───── Data extracts

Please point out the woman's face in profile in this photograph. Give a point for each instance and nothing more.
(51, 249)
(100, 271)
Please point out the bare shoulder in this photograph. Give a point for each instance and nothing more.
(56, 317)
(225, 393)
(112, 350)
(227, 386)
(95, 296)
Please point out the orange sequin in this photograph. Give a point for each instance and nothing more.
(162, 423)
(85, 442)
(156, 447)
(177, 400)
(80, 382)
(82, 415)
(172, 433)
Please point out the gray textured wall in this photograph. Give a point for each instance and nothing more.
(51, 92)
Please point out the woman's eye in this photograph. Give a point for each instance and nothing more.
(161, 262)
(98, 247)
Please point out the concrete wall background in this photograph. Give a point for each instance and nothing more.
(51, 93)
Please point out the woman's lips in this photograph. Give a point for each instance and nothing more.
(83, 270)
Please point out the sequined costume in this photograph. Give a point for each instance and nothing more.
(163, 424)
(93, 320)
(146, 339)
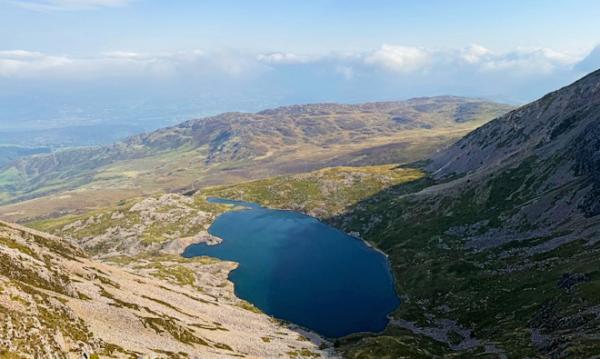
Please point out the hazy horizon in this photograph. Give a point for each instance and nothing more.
(130, 66)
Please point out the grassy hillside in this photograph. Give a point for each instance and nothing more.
(321, 193)
(495, 250)
(236, 147)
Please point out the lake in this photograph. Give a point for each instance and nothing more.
(298, 269)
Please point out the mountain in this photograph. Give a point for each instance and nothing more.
(232, 147)
(500, 254)
(9, 153)
(494, 241)
(55, 302)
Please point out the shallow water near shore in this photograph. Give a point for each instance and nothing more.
(301, 270)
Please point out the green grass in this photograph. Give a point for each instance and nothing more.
(324, 193)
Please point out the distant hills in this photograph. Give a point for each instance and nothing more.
(494, 241)
(239, 146)
(498, 253)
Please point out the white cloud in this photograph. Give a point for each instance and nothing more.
(474, 54)
(536, 60)
(50, 5)
(284, 58)
(399, 58)
(20, 63)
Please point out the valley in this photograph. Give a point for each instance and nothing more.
(492, 241)
(235, 147)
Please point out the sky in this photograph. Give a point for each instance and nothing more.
(149, 63)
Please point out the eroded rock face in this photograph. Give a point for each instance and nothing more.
(166, 223)
(57, 303)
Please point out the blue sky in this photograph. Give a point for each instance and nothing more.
(157, 62)
(308, 26)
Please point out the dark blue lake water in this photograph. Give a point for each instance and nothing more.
(298, 269)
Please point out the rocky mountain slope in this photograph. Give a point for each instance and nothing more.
(495, 245)
(55, 302)
(500, 255)
(238, 146)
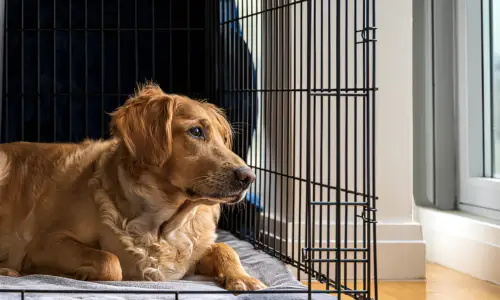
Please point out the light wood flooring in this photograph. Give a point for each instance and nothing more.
(441, 284)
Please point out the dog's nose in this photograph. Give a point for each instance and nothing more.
(245, 175)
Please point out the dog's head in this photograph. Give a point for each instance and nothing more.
(183, 143)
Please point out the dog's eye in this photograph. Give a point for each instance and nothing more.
(196, 132)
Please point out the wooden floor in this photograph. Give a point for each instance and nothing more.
(441, 284)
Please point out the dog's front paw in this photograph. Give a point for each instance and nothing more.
(240, 283)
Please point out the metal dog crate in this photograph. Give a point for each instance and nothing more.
(296, 77)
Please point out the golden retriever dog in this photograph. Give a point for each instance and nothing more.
(143, 205)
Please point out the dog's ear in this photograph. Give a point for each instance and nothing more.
(144, 124)
(221, 123)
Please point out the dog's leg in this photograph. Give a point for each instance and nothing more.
(223, 263)
(68, 257)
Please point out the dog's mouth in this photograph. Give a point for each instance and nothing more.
(229, 197)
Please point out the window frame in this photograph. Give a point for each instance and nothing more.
(479, 192)
(456, 84)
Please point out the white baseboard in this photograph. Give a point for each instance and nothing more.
(462, 242)
(400, 251)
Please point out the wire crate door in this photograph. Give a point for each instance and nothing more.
(298, 81)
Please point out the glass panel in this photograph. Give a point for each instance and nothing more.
(494, 82)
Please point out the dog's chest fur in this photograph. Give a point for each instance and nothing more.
(156, 257)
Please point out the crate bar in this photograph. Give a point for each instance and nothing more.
(329, 175)
(338, 147)
(301, 63)
(314, 90)
(160, 292)
(108, 29)
(269, 79)
(264, 11)
(22, 72)
(4, 33)
(337, 94)
(70, 46)
(288, 106)
(346, 132)
(355, 146)
(294, 129)
(313, 41)
(136, 42)
(368, 140)
(321, 133)
(341, 249)
(249, 110)
(313, 183)
(188, 17)
(118, 45)
(274, 100)
(282, 108)
(262, 117)
(170, 70)
(233, 83)
(374, 202)
(342, 203)
(102, 69)
(86, 70)
(365, 191)
(38, 75)
(153, 41)
(309, 238)
(240, 98)
(319, 260)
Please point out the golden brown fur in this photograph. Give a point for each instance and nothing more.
(143, 205)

──────────

#### Task brief:
Print the preceding material over again exactly. Please leave the pictures out.

#### Finished exercise:
Please point out the woman's face in profile in this photograph. Give a point for each instance and nothing more.
(51, 249)
(100, 271)
Please point out the bare shoulder in this photograph. Give a point for each instance and nothing more.
(56, 317)
(225, 393)
(112, 350)
(227, 386)
(95, 296)
Please point out the orange sequin in this photograph. Give a point for each instance and nothing more.
(162, 423)
(85, 442)
(156, 447)
(177, 400)
(80, 382)
(82, 415)
(172, 433)
Please point out the gray textured wall in this photograph. Give a point for each instance and nothing more.
(51, 92)
Please point out the woman's eye in this photograph. Give a point for each instance and nothing more.
(161, 262)
(98, 247)
Please point out the concrete wall background in this photograph. Give a point for each instance and nothing more.
(51, 93)
Please point out the woman's lips in this photograph. Give a point for each instance and nothing more.
(83, 270)
Please point out the sequined costume in this photograph. Give a point for each instance and nothing more.
(163, 424)
(93, 320)
(146, 339)
Please point out the hazy horizon in this photograph. Give a point for each instance and nothing more.
(130, 66)
Please point out the grassy hillside in this photograph. Give a point for each instance and nothing more.
(321, 193)
(495, 250)
(236, 147)
Please point out the lake in this photograph. Give a point for each instance and nothing more.
(298, 269)
Please point out the mountain in this photograph. Give a point for each instance and nothing more.
(232, 147)
(500, 254)
(9, 153)
(494, 241)
(55, 302)
Please point out the shallow water near shore in this photograph. Give a point for each instance and nothing more.
(301, 270)
Please point out the green grass in this photograph. Give a point for each instance and nothing more.
(324, 193)
Please point out the distant hills in this photograph. Give a point for each instance and nothing more.
(494, 241)
(239, 146)
(498, 253)
Please point out the white cloud in this photograph. Give a point for each instance and nothing more.
(474, 54)
(536, 60)
(50, 5)
(284, 58)
(399, 58)
(20, 63)
Please point out the valley in this photograph. Give a point for each instance and nothing more.
(492, 241)
(235, 147)
Please point out the sky in this photograph. Give a point for each instance and nothing more.
(149, 63)
Please point out the eroded rock face in this photograph. Give a point for each instance and nothing more.
(166, 223)
(57, 303)
Please point out the blue sky in this photograph. Give a point for each instance and nothing more.
(157, 62)
(308, 26)
Please point out the dark blue lake water in this photograph. Give a point for each instance and nothing more.
(298, 269)
Please point out the rocky mountain slope in this photograph. Give a point for each instance and nothing more.
(495, 245)
(55, 302)
(500, 255)
(238, 146)
Please point out the light wood flooring in this photograph. Give a point for each instance and nothing more.
(441, 284)
Please point out the dog's nose in this photograph. Give a point for each instance and nothing more.
(245, 175)
Please point out the dog's head in this photograph. Give a point for each instance and nothing more.
(183, 143)
Please point out the dog's eye in this photograph. Give a point for each instance and nothing more.
(196, 132)
Please point out the wooden floor in this photograph. Give a point for each instance and nothing more.
(441, 284)
Please point out the dog's front paw in this photograph. Give a point for each instance and nothing more.
(240, 283)
Please point out the metal dog crate in this photograph. Give a point for each instance and nothing more.
(296, 77)
Please point out the golden retriever dog in this photograph. Give a point for each instance and nothing more.
(143, 205)
Please point out the dog's ear in this photograph. Give a point for each instance and nothing more.
(144, 124)
(221, 123)
Please point out the dog's leg in this photograph. Give a point for each instance and nothing more.
(223, 263)
(68, 257)
Please point out the dog's mouth in this photograph. Give a point for each instance and nothing more.
(229, 197)
Please point out the window frame in this photograph. Give a point for each instance and nothing more.
(479, 192)
(456, 84)
Please point out the white baseboard in this photograph. Give a point for each instance and nothing more.
(462, 242)
(400, 251)
Please point out the wire crate door in this photograph. Give a point for each instance and nothing more.
(298, 81)
Please point out the glass panel in this photograph. Give a point for each instance and nothing more.
(494, 82)
Please point out the dog's chest fur in this photograph. Give a point for each instance and nothing more.
(156, 257)
Please point out the crate bar in this photograph. Give a point for each instance and nothing more.
(329, 175)
(338, 147)
(301, 63)
(314, 90)
(160, 292)
(108, 29)
(269, 79)
(264, 11)
(22, 72)
(4, 33)
(337, 94)
(70, 46)
(288, 106)
(346, 132)
(355, 146)
(294, 129)
(313, 41)
(136, 42)
(368, 140)
(321, 133)
(341, 249)
(249, 110)
(313, 183)
(188, 17)
(118, 45)
(274, 100)
(282, 108)
(262, 117)
(170, 70)
(233, 83)
(374, 202)
(342, 203)
(102, 69)
(86, 70)
(365, 191)
(38, 75)
(153, 41)
(309, 238)
(240, 98)
(319, 260)
Please point out the golden brown fur in this photograph. Give a point for each instance and nothing more.
(143, 205)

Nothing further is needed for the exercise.